__DESCRIPTION OF THE TASK__:
Please output exactly the run of lines that starts at the line with "Where can the red vehicle" and ends at the last line of the records below.

--- EXERCISE INPUTS ---

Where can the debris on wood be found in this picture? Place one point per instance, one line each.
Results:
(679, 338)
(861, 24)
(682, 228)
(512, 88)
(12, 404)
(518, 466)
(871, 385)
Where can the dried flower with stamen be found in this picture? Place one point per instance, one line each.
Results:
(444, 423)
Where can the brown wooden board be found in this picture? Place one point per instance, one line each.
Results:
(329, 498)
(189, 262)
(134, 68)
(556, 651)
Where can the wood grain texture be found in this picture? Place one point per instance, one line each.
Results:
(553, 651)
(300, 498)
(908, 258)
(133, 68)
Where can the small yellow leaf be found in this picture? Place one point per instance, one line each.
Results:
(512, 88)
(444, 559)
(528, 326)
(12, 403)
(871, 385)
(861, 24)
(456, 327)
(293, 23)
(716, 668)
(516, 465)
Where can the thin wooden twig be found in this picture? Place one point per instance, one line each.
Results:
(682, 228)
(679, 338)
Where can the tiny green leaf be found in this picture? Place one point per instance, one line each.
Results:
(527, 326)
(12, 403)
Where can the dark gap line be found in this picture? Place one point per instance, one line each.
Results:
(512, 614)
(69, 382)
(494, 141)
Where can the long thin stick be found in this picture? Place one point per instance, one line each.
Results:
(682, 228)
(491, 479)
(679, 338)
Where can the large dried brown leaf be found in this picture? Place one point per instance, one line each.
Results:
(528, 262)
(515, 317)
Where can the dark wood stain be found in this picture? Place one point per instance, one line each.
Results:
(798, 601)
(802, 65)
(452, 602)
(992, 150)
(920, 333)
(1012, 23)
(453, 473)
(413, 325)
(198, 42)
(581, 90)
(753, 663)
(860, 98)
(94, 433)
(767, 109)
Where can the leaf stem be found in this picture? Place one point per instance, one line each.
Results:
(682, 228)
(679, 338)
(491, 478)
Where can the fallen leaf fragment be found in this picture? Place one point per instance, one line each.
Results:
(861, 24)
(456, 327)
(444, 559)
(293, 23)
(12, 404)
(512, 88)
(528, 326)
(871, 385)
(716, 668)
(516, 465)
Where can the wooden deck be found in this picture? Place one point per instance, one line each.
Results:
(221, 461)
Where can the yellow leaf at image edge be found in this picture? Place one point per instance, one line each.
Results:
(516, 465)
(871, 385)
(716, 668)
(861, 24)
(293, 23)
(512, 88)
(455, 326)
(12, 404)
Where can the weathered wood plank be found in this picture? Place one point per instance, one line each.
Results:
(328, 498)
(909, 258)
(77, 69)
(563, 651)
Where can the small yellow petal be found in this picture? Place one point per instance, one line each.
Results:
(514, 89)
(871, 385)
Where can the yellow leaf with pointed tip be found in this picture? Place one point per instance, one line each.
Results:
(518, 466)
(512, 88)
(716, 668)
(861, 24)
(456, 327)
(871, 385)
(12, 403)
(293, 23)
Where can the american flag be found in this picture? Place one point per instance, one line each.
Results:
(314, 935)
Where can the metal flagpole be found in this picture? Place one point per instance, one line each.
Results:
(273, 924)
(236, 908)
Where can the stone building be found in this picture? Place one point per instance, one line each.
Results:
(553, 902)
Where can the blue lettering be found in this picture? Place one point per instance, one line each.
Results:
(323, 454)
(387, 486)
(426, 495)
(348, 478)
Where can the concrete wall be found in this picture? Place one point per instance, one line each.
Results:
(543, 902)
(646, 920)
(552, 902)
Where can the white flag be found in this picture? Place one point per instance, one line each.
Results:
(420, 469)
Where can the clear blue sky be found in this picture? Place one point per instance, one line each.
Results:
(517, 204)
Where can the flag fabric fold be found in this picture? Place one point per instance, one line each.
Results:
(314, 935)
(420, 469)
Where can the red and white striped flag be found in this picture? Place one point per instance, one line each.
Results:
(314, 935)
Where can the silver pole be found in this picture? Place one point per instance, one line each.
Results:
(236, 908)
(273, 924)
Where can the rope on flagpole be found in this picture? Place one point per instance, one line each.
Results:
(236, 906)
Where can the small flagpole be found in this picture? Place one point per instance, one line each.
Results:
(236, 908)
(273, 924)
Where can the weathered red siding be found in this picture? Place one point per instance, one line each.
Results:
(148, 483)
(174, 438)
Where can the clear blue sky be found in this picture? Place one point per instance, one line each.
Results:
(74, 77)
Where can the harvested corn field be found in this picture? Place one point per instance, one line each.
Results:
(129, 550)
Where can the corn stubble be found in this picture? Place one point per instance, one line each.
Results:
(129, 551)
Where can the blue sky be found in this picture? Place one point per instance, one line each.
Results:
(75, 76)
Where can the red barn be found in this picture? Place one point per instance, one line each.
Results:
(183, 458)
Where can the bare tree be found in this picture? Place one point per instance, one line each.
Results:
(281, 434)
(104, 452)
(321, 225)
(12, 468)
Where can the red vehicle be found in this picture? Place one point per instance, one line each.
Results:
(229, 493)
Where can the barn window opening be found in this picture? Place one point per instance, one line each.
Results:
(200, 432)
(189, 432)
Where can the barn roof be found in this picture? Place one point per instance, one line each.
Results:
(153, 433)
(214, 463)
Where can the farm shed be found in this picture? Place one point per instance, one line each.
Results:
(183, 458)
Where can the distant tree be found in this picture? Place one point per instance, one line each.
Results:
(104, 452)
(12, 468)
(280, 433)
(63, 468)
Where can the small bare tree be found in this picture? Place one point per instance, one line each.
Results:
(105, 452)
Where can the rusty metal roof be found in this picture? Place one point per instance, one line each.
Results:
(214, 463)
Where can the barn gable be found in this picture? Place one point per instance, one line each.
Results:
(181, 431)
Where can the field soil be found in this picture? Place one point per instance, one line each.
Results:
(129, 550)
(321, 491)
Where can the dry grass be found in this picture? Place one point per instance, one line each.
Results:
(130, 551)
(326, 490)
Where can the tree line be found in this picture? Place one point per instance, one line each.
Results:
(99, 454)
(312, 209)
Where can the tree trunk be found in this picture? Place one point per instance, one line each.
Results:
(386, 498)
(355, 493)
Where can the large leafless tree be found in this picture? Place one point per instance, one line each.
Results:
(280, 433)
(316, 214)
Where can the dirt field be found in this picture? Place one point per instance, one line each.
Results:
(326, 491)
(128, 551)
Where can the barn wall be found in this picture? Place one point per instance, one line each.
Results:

---

__RESULT OF THE TASK__:
Where can the red vehicle be found in this picture? Place one point per instance, one line each.
Results:
(229, 493)
Where can the barn window opening be found in this picture? Place one point per instance, one line each.
Results:
(200, 432)
(189, 432)
Where can the barn roof be found in this picture? Place one point per instance, one line each.
Results:
(153, 433)
(214, 463)
Where can the farm shed be found in this picture? Place one point per instance, one line each.
Results:
(183, 458)
Where can the distant tree be found in this picture? Place one point per instance, one line each.
Results:
(104, 452)
(12, 468)
(280, 433)
(63, 468)
Where can the small bare tree be found in this picture? Place one point per instance, one line each.
Results:
(105, 452)
Where can the rusty metal roof be found in this picture? Place one point per instance, one line each.
Results:
(214, 463)
Where can the barn gable be found in this picture? Place one point per instance, one line each.
Results:
(181, 431)
Where can the field soil be found in this picture? Place one point per instance, one line each.
Results:
(129, 550)
(321, 491)
Where can the dry grass be found in this picture? Place one point per instance, one line each.
Results:
(130, 551)
(326, 490)
Where can the tree line be found in this picture? Place one point per instance, one line each.
Results:
(99, 454)
(312, 209)
Where can the tree trunk be found in this picture? Place one point per instance, one line each.
Results:
(386, 498)
(355, 493)
Where can the large leafless tree be found in this picture? Place one point per instance, one line each.
Results:
(280, 433)
(316, 214)
Where can the dirt field be found in this picture? Place one point per instance, one line each.
Results:
(326, 491)
(128, 551)
Where can the barn wall be found in this picture? Place one point per instance, one line each.
Results:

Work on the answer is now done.